Dataset excerpts
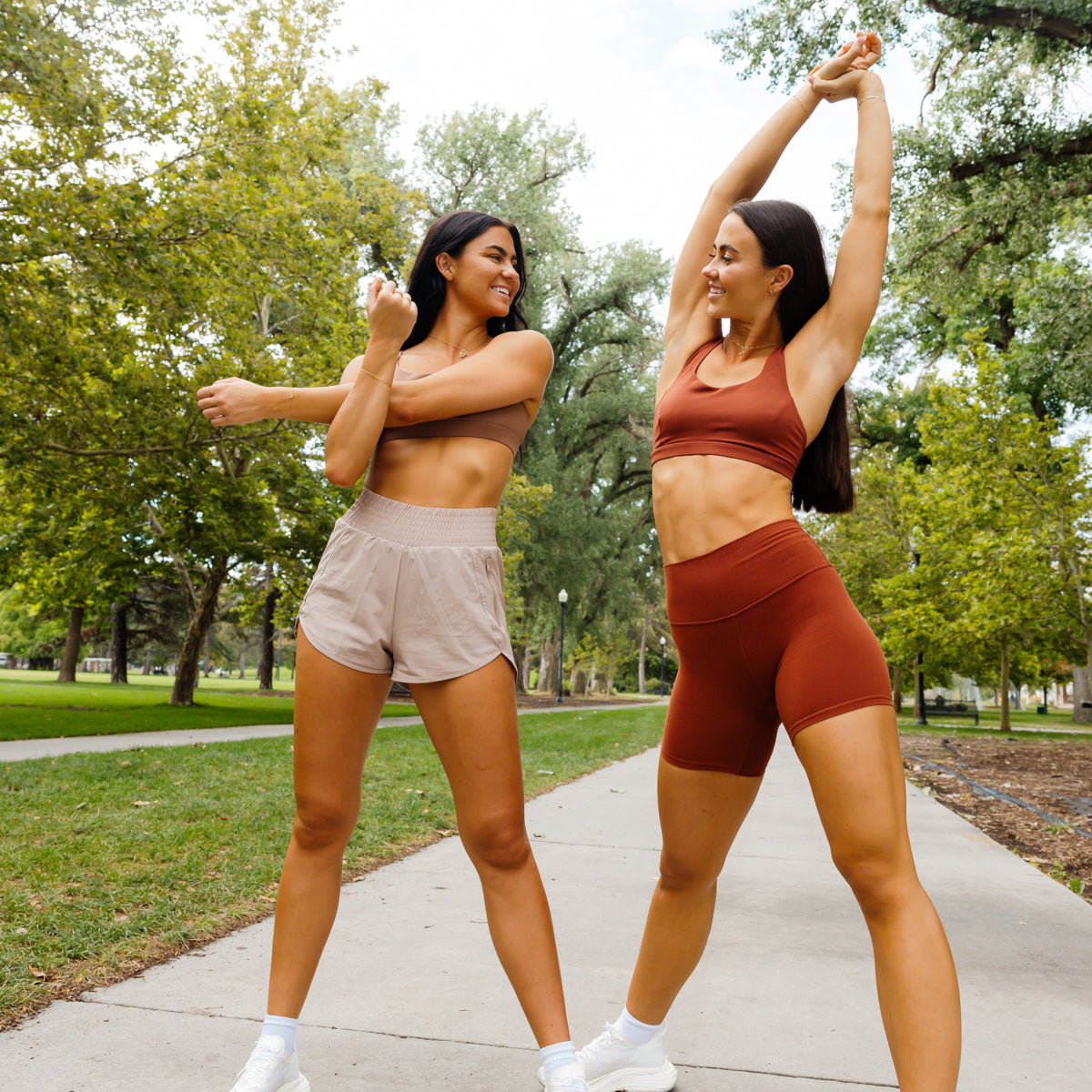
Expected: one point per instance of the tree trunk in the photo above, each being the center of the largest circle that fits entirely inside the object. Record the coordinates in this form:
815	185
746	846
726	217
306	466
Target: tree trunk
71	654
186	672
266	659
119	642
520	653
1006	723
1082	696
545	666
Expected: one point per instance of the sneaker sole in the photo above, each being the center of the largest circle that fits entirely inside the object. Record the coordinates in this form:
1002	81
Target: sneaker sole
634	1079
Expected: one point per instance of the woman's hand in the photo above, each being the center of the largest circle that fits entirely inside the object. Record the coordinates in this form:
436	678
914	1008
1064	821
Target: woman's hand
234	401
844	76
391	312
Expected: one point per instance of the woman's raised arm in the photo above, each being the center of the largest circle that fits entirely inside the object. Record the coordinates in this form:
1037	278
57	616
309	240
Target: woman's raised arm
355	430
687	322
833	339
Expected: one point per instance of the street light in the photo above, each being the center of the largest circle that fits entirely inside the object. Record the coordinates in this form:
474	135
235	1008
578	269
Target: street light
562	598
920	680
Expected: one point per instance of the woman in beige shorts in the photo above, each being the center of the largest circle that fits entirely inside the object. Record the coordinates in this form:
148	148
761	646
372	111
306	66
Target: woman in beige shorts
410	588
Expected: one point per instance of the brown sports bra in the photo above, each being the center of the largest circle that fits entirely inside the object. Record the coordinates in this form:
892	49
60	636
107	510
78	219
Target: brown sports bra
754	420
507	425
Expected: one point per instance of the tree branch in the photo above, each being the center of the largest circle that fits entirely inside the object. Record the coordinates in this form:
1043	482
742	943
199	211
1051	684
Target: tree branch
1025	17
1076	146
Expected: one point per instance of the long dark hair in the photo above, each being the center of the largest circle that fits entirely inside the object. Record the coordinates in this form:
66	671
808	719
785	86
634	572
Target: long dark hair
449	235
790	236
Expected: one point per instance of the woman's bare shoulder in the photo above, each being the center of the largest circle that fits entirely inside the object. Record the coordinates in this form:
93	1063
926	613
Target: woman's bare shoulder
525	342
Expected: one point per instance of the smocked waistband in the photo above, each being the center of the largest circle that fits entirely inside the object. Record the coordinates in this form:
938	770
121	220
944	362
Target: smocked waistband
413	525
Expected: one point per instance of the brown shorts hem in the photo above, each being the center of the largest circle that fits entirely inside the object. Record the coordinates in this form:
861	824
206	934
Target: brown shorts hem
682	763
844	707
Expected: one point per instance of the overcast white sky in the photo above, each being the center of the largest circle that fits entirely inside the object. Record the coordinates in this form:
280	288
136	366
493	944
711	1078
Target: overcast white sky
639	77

--

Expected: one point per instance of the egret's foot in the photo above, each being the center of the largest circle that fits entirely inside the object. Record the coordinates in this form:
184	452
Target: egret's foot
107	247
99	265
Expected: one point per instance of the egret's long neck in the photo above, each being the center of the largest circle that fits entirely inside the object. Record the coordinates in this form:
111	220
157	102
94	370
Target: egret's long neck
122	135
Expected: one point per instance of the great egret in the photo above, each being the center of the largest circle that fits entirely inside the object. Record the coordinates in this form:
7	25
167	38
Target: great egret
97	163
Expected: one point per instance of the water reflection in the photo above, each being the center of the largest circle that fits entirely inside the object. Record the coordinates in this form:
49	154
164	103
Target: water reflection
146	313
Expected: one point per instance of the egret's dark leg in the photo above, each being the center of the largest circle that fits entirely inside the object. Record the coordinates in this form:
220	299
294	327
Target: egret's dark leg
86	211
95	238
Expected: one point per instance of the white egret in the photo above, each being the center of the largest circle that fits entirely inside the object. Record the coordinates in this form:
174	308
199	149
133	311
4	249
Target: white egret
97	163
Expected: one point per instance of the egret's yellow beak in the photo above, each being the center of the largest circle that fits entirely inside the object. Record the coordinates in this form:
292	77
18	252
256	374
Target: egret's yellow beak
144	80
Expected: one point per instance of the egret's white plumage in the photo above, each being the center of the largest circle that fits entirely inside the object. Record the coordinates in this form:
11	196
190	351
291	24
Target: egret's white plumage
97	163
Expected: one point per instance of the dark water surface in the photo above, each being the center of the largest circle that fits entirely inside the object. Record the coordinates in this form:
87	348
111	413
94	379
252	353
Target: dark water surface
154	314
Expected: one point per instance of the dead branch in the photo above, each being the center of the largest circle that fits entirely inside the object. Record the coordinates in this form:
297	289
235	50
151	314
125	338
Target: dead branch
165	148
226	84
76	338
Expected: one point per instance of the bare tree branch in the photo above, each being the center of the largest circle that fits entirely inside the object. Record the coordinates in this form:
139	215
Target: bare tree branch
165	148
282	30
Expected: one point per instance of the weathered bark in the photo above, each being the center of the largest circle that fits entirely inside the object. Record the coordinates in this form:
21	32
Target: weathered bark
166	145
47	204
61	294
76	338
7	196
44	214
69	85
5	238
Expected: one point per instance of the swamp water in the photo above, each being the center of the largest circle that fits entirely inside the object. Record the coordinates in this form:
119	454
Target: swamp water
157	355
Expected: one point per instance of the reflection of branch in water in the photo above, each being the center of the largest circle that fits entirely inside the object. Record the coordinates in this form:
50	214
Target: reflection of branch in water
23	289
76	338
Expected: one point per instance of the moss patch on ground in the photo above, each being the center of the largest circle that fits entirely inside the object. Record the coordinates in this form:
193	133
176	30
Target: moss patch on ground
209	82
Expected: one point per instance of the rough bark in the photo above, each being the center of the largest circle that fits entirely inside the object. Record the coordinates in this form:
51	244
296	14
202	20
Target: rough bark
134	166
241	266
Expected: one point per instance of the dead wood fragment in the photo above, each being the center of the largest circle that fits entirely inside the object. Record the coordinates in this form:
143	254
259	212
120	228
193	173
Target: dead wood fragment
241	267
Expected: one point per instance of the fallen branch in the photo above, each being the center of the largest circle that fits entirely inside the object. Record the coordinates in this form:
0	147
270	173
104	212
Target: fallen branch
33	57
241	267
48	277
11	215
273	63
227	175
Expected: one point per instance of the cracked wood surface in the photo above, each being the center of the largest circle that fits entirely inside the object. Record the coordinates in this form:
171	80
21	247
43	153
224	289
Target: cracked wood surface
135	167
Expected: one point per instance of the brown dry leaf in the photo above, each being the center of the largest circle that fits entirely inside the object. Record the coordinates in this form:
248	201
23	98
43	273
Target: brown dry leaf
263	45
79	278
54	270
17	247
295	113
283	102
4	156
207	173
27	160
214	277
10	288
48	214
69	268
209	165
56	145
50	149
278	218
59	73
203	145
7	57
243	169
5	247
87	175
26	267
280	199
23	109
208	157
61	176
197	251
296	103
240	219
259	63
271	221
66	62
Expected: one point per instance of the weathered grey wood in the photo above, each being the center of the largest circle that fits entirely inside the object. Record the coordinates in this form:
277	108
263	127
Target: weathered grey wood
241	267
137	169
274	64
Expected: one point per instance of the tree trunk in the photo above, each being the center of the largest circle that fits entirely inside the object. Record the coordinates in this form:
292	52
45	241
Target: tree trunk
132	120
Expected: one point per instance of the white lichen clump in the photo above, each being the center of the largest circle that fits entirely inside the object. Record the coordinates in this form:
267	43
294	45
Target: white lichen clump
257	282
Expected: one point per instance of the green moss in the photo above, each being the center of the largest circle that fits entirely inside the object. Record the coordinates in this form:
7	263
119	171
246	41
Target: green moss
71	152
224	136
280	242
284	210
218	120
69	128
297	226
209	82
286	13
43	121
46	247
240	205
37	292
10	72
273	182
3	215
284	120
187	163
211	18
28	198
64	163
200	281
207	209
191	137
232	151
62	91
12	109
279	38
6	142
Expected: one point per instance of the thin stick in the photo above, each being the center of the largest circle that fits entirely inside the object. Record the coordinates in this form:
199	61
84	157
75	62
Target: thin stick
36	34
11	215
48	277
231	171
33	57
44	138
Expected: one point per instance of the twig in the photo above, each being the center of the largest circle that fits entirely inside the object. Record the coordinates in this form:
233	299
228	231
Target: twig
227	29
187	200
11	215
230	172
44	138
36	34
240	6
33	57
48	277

---

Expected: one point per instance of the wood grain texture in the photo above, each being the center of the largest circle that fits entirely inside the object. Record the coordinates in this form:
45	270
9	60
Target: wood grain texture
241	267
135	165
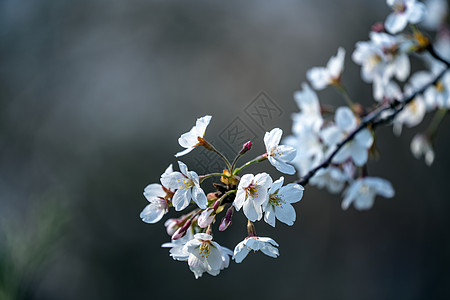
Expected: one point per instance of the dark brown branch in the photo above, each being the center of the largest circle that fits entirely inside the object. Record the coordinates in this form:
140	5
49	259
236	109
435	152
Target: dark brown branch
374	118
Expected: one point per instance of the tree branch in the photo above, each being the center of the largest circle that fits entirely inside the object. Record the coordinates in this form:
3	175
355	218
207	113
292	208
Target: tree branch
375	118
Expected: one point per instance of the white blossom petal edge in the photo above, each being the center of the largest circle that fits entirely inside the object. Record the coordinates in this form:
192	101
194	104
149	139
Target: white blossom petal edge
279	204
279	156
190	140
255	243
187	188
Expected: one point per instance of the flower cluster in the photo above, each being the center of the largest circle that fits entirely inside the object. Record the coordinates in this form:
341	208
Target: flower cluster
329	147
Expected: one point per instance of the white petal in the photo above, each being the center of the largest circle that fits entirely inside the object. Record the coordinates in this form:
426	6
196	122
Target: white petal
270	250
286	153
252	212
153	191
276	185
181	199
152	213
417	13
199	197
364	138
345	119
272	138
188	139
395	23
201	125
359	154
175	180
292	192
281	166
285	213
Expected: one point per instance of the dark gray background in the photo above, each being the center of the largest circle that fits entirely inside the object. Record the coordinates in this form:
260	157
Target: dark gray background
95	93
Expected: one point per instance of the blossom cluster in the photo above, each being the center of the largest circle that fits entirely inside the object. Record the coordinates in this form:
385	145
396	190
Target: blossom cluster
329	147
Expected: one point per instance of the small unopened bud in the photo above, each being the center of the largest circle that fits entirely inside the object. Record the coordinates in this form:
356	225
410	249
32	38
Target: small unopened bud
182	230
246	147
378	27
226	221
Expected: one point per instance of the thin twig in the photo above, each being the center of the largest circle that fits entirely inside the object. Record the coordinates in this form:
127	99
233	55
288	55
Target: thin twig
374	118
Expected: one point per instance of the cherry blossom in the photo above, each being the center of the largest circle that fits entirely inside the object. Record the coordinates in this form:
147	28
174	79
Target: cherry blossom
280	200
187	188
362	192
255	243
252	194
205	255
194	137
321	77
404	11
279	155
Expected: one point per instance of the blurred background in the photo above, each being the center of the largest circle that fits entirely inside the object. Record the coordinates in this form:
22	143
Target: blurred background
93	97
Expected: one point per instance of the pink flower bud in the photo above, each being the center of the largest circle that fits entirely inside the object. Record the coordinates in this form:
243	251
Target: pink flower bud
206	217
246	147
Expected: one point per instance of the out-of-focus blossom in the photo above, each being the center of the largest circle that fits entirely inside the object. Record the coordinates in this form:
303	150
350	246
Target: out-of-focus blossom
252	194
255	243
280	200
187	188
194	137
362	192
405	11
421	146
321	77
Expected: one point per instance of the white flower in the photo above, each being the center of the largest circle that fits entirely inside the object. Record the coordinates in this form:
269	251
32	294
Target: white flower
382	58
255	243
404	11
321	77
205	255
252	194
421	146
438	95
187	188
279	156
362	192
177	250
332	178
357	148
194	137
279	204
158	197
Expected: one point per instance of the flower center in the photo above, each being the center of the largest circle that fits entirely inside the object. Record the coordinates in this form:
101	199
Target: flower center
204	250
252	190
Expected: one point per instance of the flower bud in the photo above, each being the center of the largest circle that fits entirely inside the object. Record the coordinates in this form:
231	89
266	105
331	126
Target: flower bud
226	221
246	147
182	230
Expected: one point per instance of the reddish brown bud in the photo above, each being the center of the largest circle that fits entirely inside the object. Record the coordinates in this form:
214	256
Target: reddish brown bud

### Work instructions
Looking at the records above, which lines contain "reddish"? Copy those lines.

### Result of the exercise
Expected: one point per instance of the reddish brown bud in the photo above, each being the center of the largest circle that fits entirely inside the object. Record the coordinates in this form:
Target: reddish brown bud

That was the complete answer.